◆ Text excerpt:
What are some cultural considerations in test construction and standardization?
1- make sure test norms are appropriate for the targeted test taker population
2- understand the culture and time period of the test taker when interpreting results
3- context should be taken into account
What is reliability?
The consistency in measurement
I.e. how much of the observed variance is due to actual variance among the true scores
What is a reliability coefficient?
An index of reliability
Ratio between the true score variance and the total variance
What is an observed score comprised of?
The “true” score plus error
What is error?
A component of the observed score that doesn’t have to do with the trait being measured
What is measurement error?
Factors associated with the process of measurement that don’t have to do with the variable being measured (i.e. interference)
What are the types of measurement error?
Random: unpredictable fluctuations or inconsistencies (i.e. noise)
Systematic: constant
Where might error be introduced into the assessment process?
1 - Construction of a test
2 - Test administration
3 - Interpretation
4 - Sampling
How might error be introduced when designing a test?
Variance existing within the items on the test
I.e. issues with the phrasing, item sampling, content sampling, examples given, etc.
How might error be introduced during test administration?
Setting, materials, environment
Test-taker: sleep, physical discomfort, personal situations
Test examiner: appearance, demeanor, level of training
What is methodological error?
Issues with training, ambiguous wording, biased framing of questions, etc.
Tends to be more systematic than random
How might error be introduced during interpretation?
Subjectivity by assessors (especially during behavioral assessment)
What is sampling error?
When the sample isn’t actually representative of the population
What is Test-Retest reliability?
Having the same test-takers take the same test under two different administrations (some time has passed)
When is it appropriate to use test-retest as an estimate of reliability? When is it NOT appropriate?
Appropriate when the variable we’re testing is supposed to be stable over time (ex: personality)
NOT appropriate when the variable is expected to change over time (ex: mood)
What is the coefficient of stability?
A type of test-retest in which the time interval between administrations is 6 months or more
What is Parallel-Forms or Alternate-Forms reliability?
Having the same group of test-takers take two different versions of a test (typically form A and form B, one right after the other)
What is the purpose of Parallel-Forms and Alternate-Forms?
To find the Coefficient of Equivalence, or the degree to which two versions/forms of a test (meant to measure the same construct) are similar or equivalent to each other
When is Parallel-Forms or Alternate-Forms reliability appropriate to use?
When we have two versions of a test created to measure the same construct
What is a Parallel Form? What does this mean for the coefficient of equivalence?
Each version of the test produces EQUAL means and variances
This results in a higher coefficient of equivalence
What is an Alternate Form? What does this mean for the coefficient of equivalence?
Each version of the test has similar item content and difficulty, but they don’t meet the strict requirements for a parallel form (same mean and variance)
This results in a lower coefficient of equivalence
What is Split-Half Reliability?
Divide the scores from a single test administration into two halves, then look at the correlation (Pearson r) between the two groups of scores
What is the Spearman-Brown formula?
Used to adjust the half-test reliability by changing the way the test is divided in half (obtaining different combinations and thus correlations)
Allows a test developer to estimate the amount of internal consistency of a test and its items
When is Split-Half reliability appropriate to use?
When the items on the test are linear and continuous (dichotomous items require a different formula)

◆ Data extract:

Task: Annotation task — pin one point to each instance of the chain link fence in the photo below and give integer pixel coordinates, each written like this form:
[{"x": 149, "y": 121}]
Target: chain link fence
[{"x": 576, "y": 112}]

◆ Requirement: Please repeat the passage of the reliability notes from "This results in a lower" up to and including "Split-Half reliability appropriate to use?". The lines above are separate material, unconnected to the reliability notes.

◆ Result below:
This results in a lower coefficient of equivalence
What is Split-Half Reliability?
Divide the scores from a single test administration into two halves, then look at the correlation (Pearson r) between the two groups of scores
What is the Spearman-Brown formula?
Used to adjust the half-test reliability by changing the way the test is divided in half (obtaining different combinations and thus correlations)
Allows a test developer to estimate the amount of internal consistency of a test and its items
When is Split-Half reliability appropriate to use?